• _Assignment_
Continue the post about starting a new postdoc in Germany while newly pregnant from the point where it ends.

• _Excerpt provided_
I can see that I am late to this post, but I am newly pregnant. And I am nervous. I am starting a new postdoc, moving to Germany from the US, and am almost 6 weeks pregnant. The boss I had during my PhD has not taught me to feel valued, or that maternal rights are of value (I was his first female PhD in his +15 years as a mentor and I know why). I am have been continually disrespected and am leaving this lab feeling disillusioned.
And I feel guilt, that I should place this burden on my new boss, whom I really like. I do not want to take away the opportunity for him to be gracious and helpful, but I have yet to have a supportive work environment in my science career and I fear that beginning my work on the foot of ‘not caring enough about my work to have decided to divide my time between a child and science’ is going to irreparably damage my relationship with my new coworkers and my boss.

• _Available data_

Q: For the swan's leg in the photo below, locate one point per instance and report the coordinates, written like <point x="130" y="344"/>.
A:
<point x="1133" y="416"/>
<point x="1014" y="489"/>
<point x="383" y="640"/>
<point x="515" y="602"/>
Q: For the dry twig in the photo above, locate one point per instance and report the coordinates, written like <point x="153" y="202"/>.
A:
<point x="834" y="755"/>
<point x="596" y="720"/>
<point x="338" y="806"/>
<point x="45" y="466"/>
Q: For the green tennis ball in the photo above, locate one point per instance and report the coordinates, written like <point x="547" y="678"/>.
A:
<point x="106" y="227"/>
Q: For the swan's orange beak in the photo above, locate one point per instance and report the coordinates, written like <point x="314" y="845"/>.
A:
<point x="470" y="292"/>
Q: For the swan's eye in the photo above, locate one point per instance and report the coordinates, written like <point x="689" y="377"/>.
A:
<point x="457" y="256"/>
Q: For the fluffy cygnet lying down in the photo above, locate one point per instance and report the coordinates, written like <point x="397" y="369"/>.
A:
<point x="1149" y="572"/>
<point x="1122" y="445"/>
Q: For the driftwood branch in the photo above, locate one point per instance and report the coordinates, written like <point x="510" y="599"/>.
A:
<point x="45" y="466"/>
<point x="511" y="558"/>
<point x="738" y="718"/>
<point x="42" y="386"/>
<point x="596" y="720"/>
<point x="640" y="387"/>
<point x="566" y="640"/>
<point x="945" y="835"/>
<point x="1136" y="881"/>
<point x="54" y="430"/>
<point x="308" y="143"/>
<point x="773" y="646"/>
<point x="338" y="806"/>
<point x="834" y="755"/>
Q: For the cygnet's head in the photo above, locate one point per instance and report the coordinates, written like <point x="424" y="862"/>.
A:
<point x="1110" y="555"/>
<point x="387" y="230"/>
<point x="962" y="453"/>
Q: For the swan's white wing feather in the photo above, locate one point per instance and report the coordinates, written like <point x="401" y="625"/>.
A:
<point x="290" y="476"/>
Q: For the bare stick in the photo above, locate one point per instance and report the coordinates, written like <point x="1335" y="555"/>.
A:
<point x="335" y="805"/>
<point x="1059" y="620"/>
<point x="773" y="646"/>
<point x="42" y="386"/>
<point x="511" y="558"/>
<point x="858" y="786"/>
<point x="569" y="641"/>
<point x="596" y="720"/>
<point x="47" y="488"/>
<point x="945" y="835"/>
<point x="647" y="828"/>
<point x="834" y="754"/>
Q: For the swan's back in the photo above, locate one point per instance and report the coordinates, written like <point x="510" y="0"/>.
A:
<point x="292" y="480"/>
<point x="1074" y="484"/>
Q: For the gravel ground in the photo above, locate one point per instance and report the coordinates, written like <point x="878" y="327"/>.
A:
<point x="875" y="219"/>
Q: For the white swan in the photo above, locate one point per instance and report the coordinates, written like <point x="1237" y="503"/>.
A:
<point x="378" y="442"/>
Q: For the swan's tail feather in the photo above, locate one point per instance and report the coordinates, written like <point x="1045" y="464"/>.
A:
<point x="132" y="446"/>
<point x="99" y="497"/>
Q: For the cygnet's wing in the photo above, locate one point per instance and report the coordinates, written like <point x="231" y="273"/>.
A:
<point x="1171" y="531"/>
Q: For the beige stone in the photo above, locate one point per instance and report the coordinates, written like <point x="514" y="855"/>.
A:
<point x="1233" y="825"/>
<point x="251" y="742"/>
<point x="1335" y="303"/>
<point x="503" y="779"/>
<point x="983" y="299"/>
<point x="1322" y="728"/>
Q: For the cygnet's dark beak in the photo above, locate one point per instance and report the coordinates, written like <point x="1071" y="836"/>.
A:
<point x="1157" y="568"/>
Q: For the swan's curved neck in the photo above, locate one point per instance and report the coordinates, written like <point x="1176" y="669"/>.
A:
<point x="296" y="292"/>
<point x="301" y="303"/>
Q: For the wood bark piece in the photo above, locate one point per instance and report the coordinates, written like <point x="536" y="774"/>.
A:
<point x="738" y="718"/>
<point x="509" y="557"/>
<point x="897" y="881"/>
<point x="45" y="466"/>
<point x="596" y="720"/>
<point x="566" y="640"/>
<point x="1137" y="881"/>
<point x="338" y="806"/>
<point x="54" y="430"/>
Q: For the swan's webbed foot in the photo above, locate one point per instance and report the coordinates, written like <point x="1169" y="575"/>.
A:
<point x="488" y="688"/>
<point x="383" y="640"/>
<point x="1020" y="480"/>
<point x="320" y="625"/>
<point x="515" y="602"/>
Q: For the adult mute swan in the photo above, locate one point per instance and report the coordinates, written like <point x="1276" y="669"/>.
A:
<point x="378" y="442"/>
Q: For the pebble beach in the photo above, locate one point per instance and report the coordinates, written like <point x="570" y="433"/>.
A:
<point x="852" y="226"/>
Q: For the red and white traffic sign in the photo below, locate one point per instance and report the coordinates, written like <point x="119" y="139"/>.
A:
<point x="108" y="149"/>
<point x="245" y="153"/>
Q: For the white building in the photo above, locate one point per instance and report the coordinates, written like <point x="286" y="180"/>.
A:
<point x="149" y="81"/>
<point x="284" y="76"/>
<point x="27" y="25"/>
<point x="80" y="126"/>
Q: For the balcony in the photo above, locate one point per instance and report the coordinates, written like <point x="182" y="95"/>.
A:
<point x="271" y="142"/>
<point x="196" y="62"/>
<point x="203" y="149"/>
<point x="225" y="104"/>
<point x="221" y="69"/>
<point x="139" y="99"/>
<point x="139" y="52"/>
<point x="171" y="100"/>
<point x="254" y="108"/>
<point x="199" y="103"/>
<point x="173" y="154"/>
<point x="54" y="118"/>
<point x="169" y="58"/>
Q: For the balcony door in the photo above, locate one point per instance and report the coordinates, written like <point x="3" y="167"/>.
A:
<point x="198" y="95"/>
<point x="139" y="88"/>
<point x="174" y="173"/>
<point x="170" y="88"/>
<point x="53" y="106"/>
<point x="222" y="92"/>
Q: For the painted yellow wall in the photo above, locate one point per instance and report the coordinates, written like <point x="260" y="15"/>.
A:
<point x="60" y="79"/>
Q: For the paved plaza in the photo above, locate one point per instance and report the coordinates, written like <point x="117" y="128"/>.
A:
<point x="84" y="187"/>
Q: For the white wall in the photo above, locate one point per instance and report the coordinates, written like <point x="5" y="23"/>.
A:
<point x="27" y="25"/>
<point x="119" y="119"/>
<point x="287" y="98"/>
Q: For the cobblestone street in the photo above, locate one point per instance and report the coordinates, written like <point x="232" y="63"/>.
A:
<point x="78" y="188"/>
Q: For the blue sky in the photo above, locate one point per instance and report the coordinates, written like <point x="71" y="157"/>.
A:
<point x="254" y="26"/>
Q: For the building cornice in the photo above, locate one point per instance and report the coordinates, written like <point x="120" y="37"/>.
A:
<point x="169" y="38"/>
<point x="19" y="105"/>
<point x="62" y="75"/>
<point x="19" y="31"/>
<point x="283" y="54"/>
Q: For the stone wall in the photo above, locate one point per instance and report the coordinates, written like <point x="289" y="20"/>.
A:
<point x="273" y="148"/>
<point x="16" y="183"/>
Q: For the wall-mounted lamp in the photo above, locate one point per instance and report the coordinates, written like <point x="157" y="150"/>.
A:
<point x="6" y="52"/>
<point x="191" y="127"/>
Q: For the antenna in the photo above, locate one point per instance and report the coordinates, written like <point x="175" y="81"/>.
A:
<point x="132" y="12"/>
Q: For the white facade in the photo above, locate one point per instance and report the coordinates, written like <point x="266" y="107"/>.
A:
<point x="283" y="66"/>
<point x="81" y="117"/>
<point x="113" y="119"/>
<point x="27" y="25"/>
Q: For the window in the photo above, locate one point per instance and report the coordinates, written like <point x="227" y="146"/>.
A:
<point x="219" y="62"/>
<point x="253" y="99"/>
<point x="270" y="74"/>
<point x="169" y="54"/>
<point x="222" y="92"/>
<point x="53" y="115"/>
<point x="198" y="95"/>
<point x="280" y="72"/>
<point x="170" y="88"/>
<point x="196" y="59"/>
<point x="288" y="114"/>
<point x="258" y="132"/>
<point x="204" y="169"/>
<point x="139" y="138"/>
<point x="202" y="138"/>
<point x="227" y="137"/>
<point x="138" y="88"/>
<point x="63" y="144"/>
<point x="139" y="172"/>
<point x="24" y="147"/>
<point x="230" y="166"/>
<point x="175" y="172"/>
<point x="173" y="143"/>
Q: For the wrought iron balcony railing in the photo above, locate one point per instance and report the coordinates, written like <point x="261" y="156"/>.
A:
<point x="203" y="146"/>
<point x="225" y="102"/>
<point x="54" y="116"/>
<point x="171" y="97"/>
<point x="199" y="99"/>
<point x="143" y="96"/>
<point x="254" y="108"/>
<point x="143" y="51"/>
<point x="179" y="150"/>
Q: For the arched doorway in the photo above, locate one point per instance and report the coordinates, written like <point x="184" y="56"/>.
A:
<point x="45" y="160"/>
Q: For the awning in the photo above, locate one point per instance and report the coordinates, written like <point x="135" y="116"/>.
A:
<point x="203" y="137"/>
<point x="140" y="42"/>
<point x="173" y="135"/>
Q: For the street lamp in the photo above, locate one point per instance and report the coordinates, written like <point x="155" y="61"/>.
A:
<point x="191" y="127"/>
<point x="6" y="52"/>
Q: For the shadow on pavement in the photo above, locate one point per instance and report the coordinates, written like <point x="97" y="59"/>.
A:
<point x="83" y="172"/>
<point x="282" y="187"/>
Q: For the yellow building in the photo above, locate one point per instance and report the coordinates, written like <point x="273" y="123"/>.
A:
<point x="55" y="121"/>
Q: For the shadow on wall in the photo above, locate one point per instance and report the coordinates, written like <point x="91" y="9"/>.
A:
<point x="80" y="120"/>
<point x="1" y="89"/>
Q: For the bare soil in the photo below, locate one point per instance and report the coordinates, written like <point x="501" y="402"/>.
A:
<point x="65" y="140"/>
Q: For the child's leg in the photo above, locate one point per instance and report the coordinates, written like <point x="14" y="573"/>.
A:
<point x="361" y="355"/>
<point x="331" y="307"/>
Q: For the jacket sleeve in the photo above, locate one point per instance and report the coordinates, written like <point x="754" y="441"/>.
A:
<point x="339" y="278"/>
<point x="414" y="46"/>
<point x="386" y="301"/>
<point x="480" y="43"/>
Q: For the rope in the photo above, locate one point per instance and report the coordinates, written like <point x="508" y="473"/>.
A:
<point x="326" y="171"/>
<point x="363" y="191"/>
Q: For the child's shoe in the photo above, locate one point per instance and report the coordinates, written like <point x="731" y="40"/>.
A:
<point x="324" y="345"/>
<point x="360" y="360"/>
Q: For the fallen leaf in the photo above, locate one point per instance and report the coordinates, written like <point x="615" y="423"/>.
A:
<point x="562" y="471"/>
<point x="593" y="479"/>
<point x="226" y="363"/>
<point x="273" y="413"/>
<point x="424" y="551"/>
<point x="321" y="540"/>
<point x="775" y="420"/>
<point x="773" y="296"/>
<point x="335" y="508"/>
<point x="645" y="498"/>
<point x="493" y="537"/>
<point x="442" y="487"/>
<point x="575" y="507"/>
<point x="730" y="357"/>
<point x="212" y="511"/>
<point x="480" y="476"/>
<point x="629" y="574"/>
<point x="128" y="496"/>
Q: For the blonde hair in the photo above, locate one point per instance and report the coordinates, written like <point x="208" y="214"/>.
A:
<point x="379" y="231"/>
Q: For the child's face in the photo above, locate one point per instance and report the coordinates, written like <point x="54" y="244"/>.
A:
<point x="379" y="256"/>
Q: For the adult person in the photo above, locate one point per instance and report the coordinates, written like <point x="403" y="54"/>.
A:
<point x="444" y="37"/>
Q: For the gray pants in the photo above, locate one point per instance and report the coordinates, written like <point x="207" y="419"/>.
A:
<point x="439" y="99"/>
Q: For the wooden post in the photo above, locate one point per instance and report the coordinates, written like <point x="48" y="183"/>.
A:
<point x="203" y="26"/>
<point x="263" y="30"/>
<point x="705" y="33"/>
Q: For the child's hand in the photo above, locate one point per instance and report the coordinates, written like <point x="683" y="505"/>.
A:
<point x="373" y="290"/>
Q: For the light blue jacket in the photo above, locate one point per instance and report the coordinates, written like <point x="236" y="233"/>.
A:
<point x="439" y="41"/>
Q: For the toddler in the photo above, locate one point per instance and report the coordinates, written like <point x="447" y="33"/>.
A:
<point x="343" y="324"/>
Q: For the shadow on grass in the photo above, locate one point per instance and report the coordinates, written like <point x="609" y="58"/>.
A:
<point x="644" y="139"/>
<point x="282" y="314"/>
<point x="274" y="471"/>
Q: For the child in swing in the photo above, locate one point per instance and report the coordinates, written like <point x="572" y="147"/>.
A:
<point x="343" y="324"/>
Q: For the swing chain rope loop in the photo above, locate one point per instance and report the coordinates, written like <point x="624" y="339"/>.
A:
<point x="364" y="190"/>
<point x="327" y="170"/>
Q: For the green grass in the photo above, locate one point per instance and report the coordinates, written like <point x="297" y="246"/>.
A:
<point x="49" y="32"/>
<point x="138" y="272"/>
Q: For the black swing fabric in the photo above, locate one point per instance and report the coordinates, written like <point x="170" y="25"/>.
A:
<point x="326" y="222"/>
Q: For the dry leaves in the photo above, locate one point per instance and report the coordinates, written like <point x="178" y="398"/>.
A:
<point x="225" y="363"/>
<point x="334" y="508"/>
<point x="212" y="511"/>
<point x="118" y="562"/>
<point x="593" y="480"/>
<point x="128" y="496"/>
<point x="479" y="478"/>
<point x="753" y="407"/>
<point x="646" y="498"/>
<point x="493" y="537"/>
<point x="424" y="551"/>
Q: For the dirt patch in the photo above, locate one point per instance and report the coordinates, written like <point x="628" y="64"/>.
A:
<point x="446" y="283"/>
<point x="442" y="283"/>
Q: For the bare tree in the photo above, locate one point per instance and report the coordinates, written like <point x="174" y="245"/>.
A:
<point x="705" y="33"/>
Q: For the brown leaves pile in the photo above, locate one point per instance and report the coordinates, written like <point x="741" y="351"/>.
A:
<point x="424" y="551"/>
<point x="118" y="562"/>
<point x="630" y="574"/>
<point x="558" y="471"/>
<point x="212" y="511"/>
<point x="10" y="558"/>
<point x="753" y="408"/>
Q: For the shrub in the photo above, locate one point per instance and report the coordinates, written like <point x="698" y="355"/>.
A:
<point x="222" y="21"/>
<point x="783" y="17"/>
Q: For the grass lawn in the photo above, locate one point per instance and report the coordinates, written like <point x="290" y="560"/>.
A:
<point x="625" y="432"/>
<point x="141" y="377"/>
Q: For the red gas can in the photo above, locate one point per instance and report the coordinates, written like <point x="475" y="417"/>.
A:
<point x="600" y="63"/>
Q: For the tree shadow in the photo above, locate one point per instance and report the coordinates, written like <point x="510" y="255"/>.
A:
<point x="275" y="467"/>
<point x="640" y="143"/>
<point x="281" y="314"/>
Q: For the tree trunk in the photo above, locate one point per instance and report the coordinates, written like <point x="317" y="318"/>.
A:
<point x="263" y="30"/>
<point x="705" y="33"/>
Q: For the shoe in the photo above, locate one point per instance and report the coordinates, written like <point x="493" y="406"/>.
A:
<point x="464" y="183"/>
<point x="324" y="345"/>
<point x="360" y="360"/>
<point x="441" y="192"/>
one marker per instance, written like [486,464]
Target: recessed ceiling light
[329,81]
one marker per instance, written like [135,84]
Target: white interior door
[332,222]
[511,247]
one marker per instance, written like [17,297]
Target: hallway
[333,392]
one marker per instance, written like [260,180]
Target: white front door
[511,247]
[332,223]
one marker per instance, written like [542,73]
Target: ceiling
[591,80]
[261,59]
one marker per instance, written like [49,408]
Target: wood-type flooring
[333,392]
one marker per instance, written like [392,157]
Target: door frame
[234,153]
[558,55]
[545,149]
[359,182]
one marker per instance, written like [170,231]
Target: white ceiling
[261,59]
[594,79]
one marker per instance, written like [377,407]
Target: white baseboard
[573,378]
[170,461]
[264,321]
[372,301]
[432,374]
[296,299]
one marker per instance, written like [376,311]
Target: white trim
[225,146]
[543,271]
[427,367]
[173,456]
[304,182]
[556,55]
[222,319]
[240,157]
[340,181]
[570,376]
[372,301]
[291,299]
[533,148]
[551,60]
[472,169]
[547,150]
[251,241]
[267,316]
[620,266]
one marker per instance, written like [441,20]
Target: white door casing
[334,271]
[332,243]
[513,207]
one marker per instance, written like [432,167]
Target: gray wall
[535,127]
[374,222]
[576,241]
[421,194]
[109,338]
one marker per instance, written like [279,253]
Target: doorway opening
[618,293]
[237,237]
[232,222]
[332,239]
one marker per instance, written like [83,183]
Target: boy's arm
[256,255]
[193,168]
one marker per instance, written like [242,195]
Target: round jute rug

• _Reply to the task_
I do not know how long I will wait to tell him, I am deeply scared about the reaction but I do not know the German work culture, maybe it will be better. I have spent far too much mental space trying to think of excuses- but its so dishonest, I am pregnant because my husband and I wanted to be. But I did not expect this much anxiety about the work change. And now it feels like it was not the opportune time- but that was the part of the discussion, will there ever be? And what are my maternal/reproductive rights? Is it not enough that we are financially and emotionally wanting this, and happy together? I did not expect to feel so afraid but alas, I am trying to give myself a pep talk, but it seems like I need one almost every hour.
We have previous had a miscarriage, so this fragile time seems so precious, I hate to feel so afraid for the health and well-being of my child as well as the career I have fought for and wanted. I am sure there can be a way to have both, I just need a boss who is going to help me have it all. And I do not know him well enough as a new postdoc to know how that will go.